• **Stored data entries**
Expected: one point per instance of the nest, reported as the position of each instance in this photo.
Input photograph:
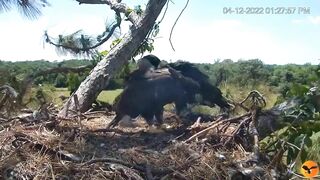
(80, 148)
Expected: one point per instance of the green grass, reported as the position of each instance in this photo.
(238, 93)
(109, 95)
(53, 95)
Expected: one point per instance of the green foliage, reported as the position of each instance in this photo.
(73, 82)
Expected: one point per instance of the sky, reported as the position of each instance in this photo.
(205, 32)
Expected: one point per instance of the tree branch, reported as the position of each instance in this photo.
(74, 49)
(100, 76)
(118, 7)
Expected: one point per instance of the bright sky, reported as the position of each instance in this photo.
(204, 32)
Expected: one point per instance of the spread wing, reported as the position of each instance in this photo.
(305, 167)
(314, 167)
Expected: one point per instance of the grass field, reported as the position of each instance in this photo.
(230, 91)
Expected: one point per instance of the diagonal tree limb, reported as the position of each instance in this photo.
(86, 49)
(99, 77)
(118, 7)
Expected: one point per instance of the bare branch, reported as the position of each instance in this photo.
(91, 2)
(176, 23)
(118, 7)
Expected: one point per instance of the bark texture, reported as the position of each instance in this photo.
(99, 77)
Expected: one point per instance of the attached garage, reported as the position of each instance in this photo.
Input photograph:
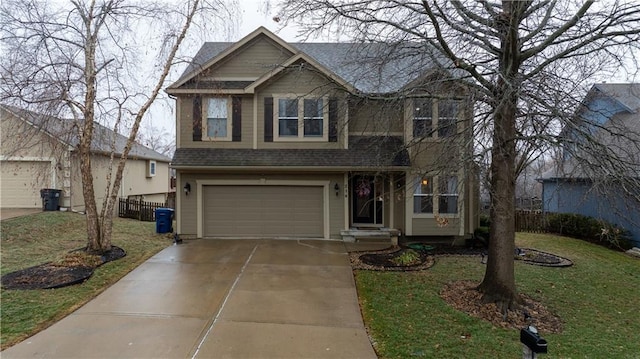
(263, 211)
(21, 181)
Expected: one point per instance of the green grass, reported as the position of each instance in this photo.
(48, 236)
(597, 299)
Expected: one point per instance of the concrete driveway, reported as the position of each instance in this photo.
(219, 299)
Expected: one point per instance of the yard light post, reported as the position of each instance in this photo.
(532, 343)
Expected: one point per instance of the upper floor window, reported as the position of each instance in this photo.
(447, 118)
(441, 199)
(429, 113)
(218, 123)
(422, 117)
(288, 117)
(313, 117)
(423, 196)
(301, 118)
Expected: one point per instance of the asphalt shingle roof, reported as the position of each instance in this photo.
(368, 67)
(366, 152)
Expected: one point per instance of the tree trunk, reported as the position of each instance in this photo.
(499, 284)
(98, 240)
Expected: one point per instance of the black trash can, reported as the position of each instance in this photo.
(50, 199)
(164, 220)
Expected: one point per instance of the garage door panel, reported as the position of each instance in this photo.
(263, 211)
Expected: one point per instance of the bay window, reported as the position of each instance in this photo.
(431, 199)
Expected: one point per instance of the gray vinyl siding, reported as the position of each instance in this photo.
(252, 60)
(377, 117)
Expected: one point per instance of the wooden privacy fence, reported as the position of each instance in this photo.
(530, 221)
(140, 210)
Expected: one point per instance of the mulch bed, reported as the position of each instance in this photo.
(382, 260)
(55, 275)
(463, 296)
(540, 258)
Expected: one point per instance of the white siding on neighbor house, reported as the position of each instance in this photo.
(21, 182)
(134, 180)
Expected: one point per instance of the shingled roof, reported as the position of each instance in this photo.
(368, 67)
(363, 152)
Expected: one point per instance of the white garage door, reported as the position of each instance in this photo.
(21, 181)
(263, 211)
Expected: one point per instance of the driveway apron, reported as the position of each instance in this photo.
(219, 299)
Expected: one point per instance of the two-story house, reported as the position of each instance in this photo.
(316, 140)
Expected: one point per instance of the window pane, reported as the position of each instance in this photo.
(313, 116)
(423, 204)
(447, 118)
(288, 117)
(422, 118)
(313, 108)
(422, 108)
(312, 127)
(288, 108)
(448, 185)
(217, 117)
(217, 108)
(423, 198)
(217, 127)
(288, 127)
(448, 188)
(448, 204)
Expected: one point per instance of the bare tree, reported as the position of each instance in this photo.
(83, 60)
(527, 62)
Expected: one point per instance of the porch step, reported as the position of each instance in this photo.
(358, 235)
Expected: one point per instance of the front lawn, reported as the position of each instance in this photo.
(47, 236)
(597, 299)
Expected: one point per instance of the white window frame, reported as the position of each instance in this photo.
(431, 131)
(436, 195)
(205, 119)
(435, 117)
(152, 168)
(454, 120)
(300, 137)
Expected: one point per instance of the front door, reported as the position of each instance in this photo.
(366, 203)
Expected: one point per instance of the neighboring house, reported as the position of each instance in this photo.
(608, 110)
(39, 152)
(312, 140)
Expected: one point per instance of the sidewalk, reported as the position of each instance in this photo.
(219, 299)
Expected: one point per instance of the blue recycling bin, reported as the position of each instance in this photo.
(50, 199)
(164, 220)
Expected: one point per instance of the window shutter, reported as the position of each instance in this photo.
(236, 119)
(333, 120)
(268, 119)
(197, 118)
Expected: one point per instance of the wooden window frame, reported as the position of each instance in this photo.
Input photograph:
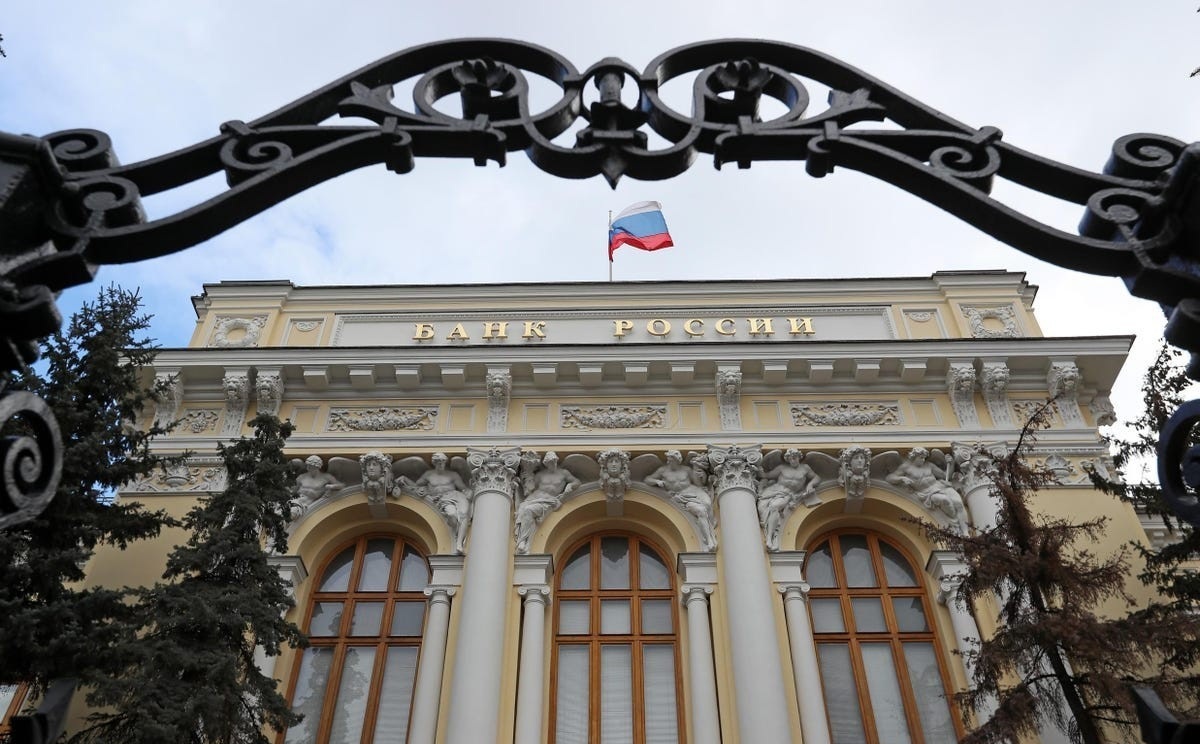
(343, 640)
(853, 639)
(635, 640)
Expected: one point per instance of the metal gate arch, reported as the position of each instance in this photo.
(67, 207)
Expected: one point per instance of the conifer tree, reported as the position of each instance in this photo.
(193, 678)
(49, 625)
(1053, 658)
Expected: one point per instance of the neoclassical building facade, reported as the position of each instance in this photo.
(631, 513)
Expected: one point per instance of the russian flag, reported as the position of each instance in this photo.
(641, 226)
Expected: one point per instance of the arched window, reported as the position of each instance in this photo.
(364, 621)
(616, 663)
(881, 666)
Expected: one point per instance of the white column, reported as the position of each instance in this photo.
(532, 678)
(787, 573)
(479, 652)
(427, 693)
(749, 605)
(706, 725)
(804, 664)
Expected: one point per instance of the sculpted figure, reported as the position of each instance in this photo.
(312, 485)
(448, 493)
(787, 484)
(682, 483)
(929, 483)
(545, 490)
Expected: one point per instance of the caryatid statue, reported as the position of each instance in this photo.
(681, 481)
(448, 492)
(544, 491)
(312, 485)
(783, 487)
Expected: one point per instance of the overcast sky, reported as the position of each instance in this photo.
(1062, 79)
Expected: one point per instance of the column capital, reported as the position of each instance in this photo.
(793, 589)
(696, 592)
(735, 467)
(493, 471)
(441, 593)
(534, 593)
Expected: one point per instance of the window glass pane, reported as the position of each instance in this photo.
(615, 617)
(652, 573)
(897, 567)
(856, 558)
(310, 694)
(571, 696)
(910, 613)
(327, 619)
(376, 565)
(414, 573)
(819, 569)
(337, 575)
(658, 676)
(407, 618)
(396, 695)
(885, 689)
(367, 617)
(577, 573)
(827, 616)
(616, 695)
(352, 695)
(613, 563)
(574, 617)
(841, 694)
(927, 685)
(657, 616)
(868, 615)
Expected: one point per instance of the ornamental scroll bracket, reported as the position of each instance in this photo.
(69, 207)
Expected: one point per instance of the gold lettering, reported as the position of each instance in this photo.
(496, 329)
(801, 325)
(761, 327)
(423, 331)
(534, 329)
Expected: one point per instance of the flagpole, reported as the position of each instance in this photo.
(609, 249)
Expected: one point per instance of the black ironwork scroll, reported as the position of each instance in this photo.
(67, 205)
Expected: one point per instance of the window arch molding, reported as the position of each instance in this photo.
(645, 514)
(883, 643)
(617, 641)
(364, 612)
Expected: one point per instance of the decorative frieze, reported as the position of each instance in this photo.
(960, 381)
(729, 397)
(237, 391)
(846, 414)
(382, 419)
(238, 333)
(994, 381)
(269, 391)
(199, 421)
(499, 391)
(977, 318)
(612, 417)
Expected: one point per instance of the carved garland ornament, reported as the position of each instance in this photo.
(846, 414)
(613, 417)
(382, 419)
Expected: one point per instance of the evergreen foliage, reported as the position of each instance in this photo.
(193, 677)
(51, 625)
(1053, 658)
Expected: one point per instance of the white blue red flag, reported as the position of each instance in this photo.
(640, 226)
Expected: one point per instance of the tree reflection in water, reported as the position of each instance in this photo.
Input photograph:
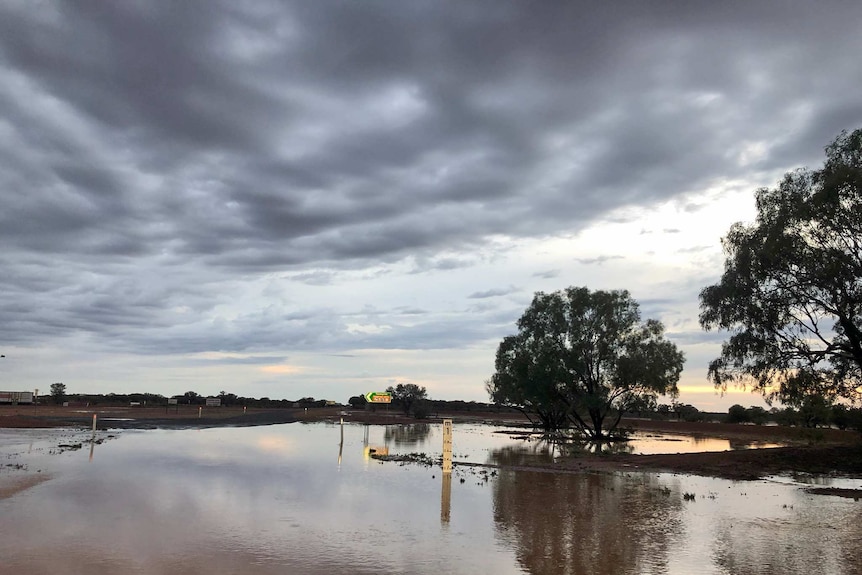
(579, 523)
(547, 448)
(406, 435)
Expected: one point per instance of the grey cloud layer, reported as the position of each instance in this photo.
(154, 151)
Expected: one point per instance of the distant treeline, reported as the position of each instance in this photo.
(188, 398)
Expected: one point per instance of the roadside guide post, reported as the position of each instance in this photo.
(446, 488)
(447, 446)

• **DIRECTIONS FOR THIS TASK**
Line by line, write out the data above exactly, without the pictures.

• **RESULT FOR THIS EXERCISE**
Expected: one point per instance of the nest, reported as the position of each instance in this photo.
Input photograph:
(80, 148)
Expected: one point per instance of the green grass, reported as the position of each instance in this photo.
(238, 93)
(109, 95)
(53, 95)
Expected: one point per instance of the green foliage, reported as the position of each instance in this photo.
(73, 82)
Expected: one point per instance of the sky, reported as the position of each instance in this photo.
(205, 32)
Expected: one point per instance of the tree branch, reported as the position of each instance in this photo.
(74, 49)
(100, 76)
(118, 7)
Expected: one point per instance of the bright sky, reported as the position of each instance in this photo.
(204, 32)
Expected: one point per instance of the spread wing, reported as the position of each instance in this photo.
(305, 167)
(314, 167)
Expected: one point per instance of the grass field, reported as the position of each instance in this photo.
(230, 91)
Expected: one point per instance of the diagonal tree limb, reported as the position of each instance in this photo.
(86, 49)
(99, 77)
(118, 7)
Expected: one point per instance of the bare branch, reported as the position of each instance in this photo.
(91, 2)
(176, 23)
(118, 7)
Expected: one point per instance of the bark texture, reported as the position of each instance in this photo.
(99, 77)
Expected: one point per instance of the attached garage, reported as the position of each instance in this photo.
Input photograph:
(263, 211)
(21, 181)
Expected: one point per instance of the green grass, reported as the position of each instance in this photo.
(48, 236)
(597, 299)
Expected: one point per instance of the concrete driveway, reported as the position of each instance in this photo.
(219, 299)
Expected: one point per instance of the yard light post, reported as the position of each instance in this photo.
(532, 343)
Expected: one point per instance of the upper floor window, reported as the position of each instance in this photo.
(447, 118)
(441, 199)
(429, 113)
(218, 123)
(422, 117)
(288, 117)
(313, 117)
(423, 196)
(301, 118)
Expected: one point per instance of the asphalt shingle roof, reported as the position of each instance in this photo.
(368, 67)
(366, 152)
Expected: one point per instance of the tree trunk, reported as the position of each instance in this photo.
(499, 284)
(98, 240)
Expected: one point per instance of the black trash can, reported as the position of each instance in this photo.
(50, 199)
(164, 220)
Expected: one point per instance of the garage door panel, reported as the position of each instance in this photo.
(263, 211)
Expected: one point per instance of the bay window, reported as the position of each instance in this photo.
(431, 199)
Expected: one point per instance of the gray vinyl siding, reported as the position of each instance in this photo.
(252, 60)
(377, 117)
Expected: one point per instance of the wooden privacy fence, reported as the position of each instance in this photo.
(530, 221)
(140, 210)
Expected: one point per instance of the mulch bed, reported as the position of each instance in this photo.
(382, 260)
(55, 275)
(463, 296)
(540, 258)
Expected: one point per instance of the white siding on neighbor house, reported as the position of each instance in this photo.
(21, 182)
(134, 180)
Expected: one point per instance of the shingled roof, reported as the position of each instance in this photo.
(368, 67)
(363, 152)
Expected: one point per instance of the white garage door, reported as the position of each instance in this photo.
(21, 181)
(263, 211)
Expected: one point per instance of the driveway apron, reported as the position of each instance in this photo.
(219, 299)
Expected: one point per instance of the two-story house, reported as the position of each instance in this photo.
(316, 140)
Expected: one point per instance of the window pane, reported as the position of each instance in this photo.
(313, 116)
(423, 204)
(447, 118)
(288, 117)
(422, 118)
(313, 108)
(422, 108)
(312, 127)
(288, 108)
(448, 185)
(217, 117)
(217, 108)
(423, 198)
(217, 127)
(288, 127)
(448, 188)
(448, 204)
Expected: one point per instance of the bare tree, reported as the position of each instance in this photo.
(83, 60)
(527, 62)
Expected: one point per instance of the porch step, reported as the position of each instance in this photo.
(358, 235)
Expected: one point per instance of the front lawn, reported as the position of each instance in this photo.
(47, 236)
(597, 299)
Expected: one point per instance of the white window frame, reported as the position of each instance in this photo.
(431, 131)
(436, 195)
(205, 119)
(435, 117)
(152, 168)
(454, 120)
(300, 137)
Expected: one point per instance of the front door, reported as the position of each instance in this photo.
(366, 203)
Expected: one point per instance of the neighboring house, reported as the position of each instance in this photo.
(608, 110)
(39, 152)
(312, 140)
Expected: one point per instance of the sidewalk, reported as the position of each instance in this photo.
(219, 299)
Expected: one point per instance of the blue recycling bin, reported as the position of each instance in this photo.
(50, 199)
(164, 220)
Expected: one point per instance of the window shutter, reported as the position of each instance in this photo.
(236, 119)
(333, 120)
(268, 119)
(197, 118)
Expected: one point per instance of the wooden window frame, reported as the position of each instance in this photo.
Input photograph:
(343, 640)
(853, 639)
(635, 640)
Expected: one point per instance of the metal gate arch, reported as the position of each instance in this photo.
(67, 207)
Expected: one point per instance of the conifer tree, reported as the position of each instance in this photo.
(193, 678)
(49, 625)
(1053, 658)
Expected: one point per instance of the neoclassical building facade, reported as the position of each instance in this photo.
(631, 513)
Expected: one point per instance of the russian flag, reported as the position of each instance in this photo.
(641, 226)
Expected: one point per instance of the arched window, reported as the position of each instance in this photo.
(364, 621)
(616, 663)
(881, 666)
Expected: one point per instance of the white column, reported as the position of each instance in this photo.
(532, 678)
(787, 573)
(479, 652)
(427, 693)
(749, 605)
(706, 725)
(804, 664)
Expected: one point per instance of the sculpted figure, reported as the position of each instance in this photo.
(312, 485)
(448, 493)
(787, 484)
(682, 483)
(929, 483)
(545, 490)
Expected: one point per instance of the caryatid statue, reported as the position of each instance in this photo.
(681, 481)
(448, 492)
(544, 491)
(312, 485)
(783, 487)
Expected: one point per instance of the overcast sky, reported as the position of each instance in this photo.
(1062, 79)
Expected: one point per instance of the column capital, reported as the position of each instance in this photo.
(793, 589)
(696, 592)
(735, 467)
(493, 471)
(441, 593)
(534, 593)
Expected: one point per instance of the window glass pane, reported as the position of each instance in this photo.
(615, 617)
(652, 573)
(897, 567)
(856, 558)
(310, 694)
(571, 696)
(910, 613)
(327, 619)
(376, 565)
(414, 573)
(819, 569)
(337, 575)
(658, 676)
(407, 618)
(396, 695)
(885, 689)
(367, 617)
(577, 573)
(827, 616)
(616, 695)
(352, 695)
(613, 563)
(574, 617)
(841, 694)
(927, 685)
(657, 616)
(868, 615)
Expected: one point per instance of the ornamental scroll bracket, reported as the position of each instance in this photo.
(69, 207)
Expected: one point per instance of the gold lettering, reported as the position of each instance in this photo.
(496, 329)
(801, 325)
(761, 327)
(423, 331)
(534, 329)
Expected: one point per instance of the flagpole, reported as the position of each instance in this photo.
(609, 249)
Expected: one point per instance of the black ironwork scroll, reported as the position of each instance in this photo.
(67, 205)
Expected: one point per instance of the window arch molding, reported as the position of each instance in this photo.
(645, 514)
(883, 643)
(617, 641)
(364, 612)
Expected: one point per instance of the decorative frieze, reported as the position of each instance in this photo.
(960, 381)
(729, 397)
(237, 391)
(846, 414)
(382, 419)
(238, 333)
(994, 381)
(269, 391)
(199, 421)
(499, 391)
(977, 318)
(612, 417)
Expected: one point per instance of the carved garland ornament, reported as the position of each instance in this photo.
(846, 414)
(613, 417)
(382, 419)
Expected: one point per instance of the evergreen foliage, reported as the position of each instance in this photo.
(193, 677)
(51, 625)
(1053, 658)
Expected: one point per instance of the white blue red flag, reported as the position of each instance in this photo.
(640, 226)
Expected: one point per instance of the tree reflection in water, reported as the position of each instance in this photo.
Input photograph:
(579, 523)
(547, 448)
(406, 435)
Expected: one point per instance of the grey cloud layer, reported as the position of each instance in this photo.
(154, 151)
Expected: one point per instance of the distant treeline, reported as the position of each instance in this photo.
(188, 398)
Expected: one point per instance of the roadside guide post, reported as the position of each instance in this photo.
(446, 488)
(447, 446)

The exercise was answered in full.